INSTRUCTIONS FOR THE TASK
Filter the records below and copy out every line that contains the string "roof", treating uppercase and lowercase letters as different.

(Source records)
* begin *

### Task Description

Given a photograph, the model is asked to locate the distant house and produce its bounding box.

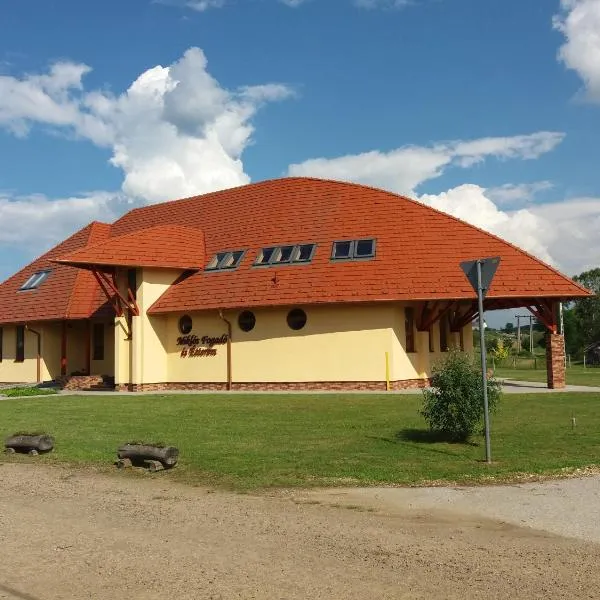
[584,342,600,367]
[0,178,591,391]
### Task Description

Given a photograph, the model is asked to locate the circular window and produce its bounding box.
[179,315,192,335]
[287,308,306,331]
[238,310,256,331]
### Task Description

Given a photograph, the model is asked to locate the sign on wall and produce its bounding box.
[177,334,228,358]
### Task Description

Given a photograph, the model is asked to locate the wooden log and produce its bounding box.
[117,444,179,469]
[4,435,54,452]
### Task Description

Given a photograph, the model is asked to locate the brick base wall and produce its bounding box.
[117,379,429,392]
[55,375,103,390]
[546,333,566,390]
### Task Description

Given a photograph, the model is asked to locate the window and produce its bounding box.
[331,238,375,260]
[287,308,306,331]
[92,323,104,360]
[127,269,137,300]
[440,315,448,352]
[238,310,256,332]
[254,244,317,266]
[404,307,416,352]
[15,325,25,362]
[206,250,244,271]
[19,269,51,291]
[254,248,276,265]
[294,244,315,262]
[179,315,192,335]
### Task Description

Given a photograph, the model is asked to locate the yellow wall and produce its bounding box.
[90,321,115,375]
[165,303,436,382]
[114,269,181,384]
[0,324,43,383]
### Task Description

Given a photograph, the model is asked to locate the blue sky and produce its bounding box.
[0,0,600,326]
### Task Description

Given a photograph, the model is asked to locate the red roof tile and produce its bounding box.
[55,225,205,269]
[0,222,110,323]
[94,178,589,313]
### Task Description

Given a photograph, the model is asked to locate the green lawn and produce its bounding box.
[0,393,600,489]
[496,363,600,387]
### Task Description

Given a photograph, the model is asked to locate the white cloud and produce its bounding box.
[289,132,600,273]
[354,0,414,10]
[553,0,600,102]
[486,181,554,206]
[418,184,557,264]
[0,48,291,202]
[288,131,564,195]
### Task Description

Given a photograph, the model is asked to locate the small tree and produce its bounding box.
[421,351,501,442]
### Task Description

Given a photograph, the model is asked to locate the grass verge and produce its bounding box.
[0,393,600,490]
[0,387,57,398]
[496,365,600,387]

* end *
* begin *

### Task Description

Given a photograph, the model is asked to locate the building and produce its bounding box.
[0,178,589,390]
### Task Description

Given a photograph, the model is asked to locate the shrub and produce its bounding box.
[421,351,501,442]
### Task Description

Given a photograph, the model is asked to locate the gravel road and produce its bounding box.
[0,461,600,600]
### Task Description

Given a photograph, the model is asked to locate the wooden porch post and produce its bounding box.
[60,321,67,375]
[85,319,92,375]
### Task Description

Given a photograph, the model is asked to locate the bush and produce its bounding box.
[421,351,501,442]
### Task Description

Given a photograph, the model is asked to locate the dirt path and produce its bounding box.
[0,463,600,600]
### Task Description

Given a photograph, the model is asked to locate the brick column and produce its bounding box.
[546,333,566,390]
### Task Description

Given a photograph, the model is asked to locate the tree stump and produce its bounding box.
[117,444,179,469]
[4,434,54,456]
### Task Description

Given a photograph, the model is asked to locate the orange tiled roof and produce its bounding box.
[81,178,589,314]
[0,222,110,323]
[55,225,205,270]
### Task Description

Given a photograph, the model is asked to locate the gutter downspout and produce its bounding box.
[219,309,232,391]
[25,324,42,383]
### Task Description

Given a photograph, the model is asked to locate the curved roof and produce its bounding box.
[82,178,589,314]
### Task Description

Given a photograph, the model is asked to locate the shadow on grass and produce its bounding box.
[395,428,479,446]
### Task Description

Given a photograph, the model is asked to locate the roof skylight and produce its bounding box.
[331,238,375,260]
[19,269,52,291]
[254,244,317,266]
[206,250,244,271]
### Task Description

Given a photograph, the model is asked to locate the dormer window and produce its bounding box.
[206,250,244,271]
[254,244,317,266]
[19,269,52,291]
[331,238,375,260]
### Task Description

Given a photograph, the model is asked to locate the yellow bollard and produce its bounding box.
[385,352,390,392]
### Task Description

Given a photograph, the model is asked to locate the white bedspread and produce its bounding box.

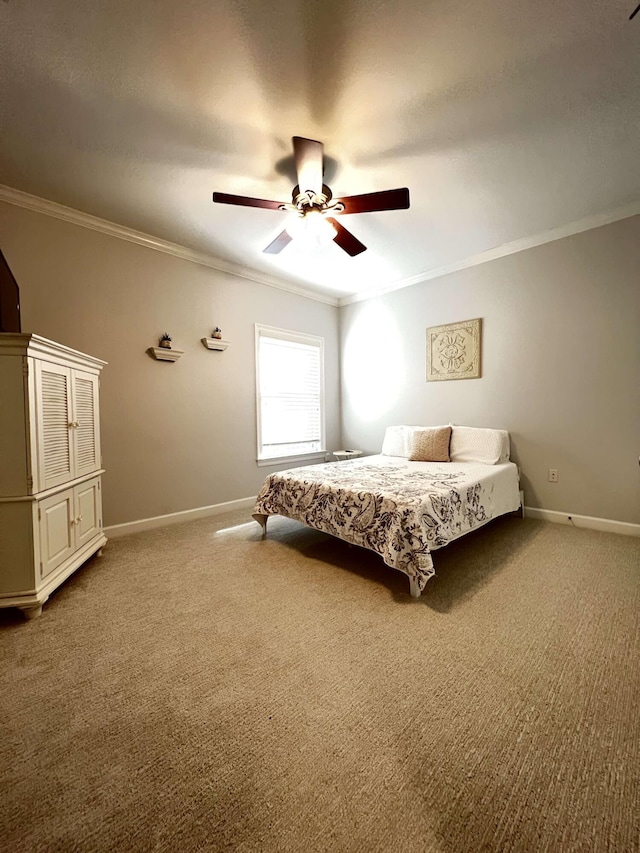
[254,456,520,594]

* end *
* begin *

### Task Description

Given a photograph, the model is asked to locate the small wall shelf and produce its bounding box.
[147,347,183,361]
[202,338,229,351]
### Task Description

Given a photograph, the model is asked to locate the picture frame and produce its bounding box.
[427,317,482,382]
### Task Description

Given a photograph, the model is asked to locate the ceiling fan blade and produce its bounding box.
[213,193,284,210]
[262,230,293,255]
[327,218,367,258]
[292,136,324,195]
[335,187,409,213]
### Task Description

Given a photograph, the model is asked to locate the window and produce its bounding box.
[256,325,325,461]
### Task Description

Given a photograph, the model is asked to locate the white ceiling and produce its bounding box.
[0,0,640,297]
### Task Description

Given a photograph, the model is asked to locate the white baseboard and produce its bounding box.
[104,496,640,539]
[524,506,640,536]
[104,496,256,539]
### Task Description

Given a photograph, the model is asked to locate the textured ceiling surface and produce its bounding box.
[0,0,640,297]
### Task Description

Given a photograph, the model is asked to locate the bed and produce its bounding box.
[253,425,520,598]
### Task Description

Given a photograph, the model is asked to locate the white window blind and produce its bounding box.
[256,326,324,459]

* end *

SOLUTION
Given a photograph, the model is asked to locate the red roof tile and produce its bounding box.
Given a photograph, the model is asked to locate the orange tiled roof and produce its bounding box.
Given a photograph, the model is asked to locate the curved roof and produce its bounding box.
Given a photograph, the model is asked to locate the roof skylight and produce its bounding box.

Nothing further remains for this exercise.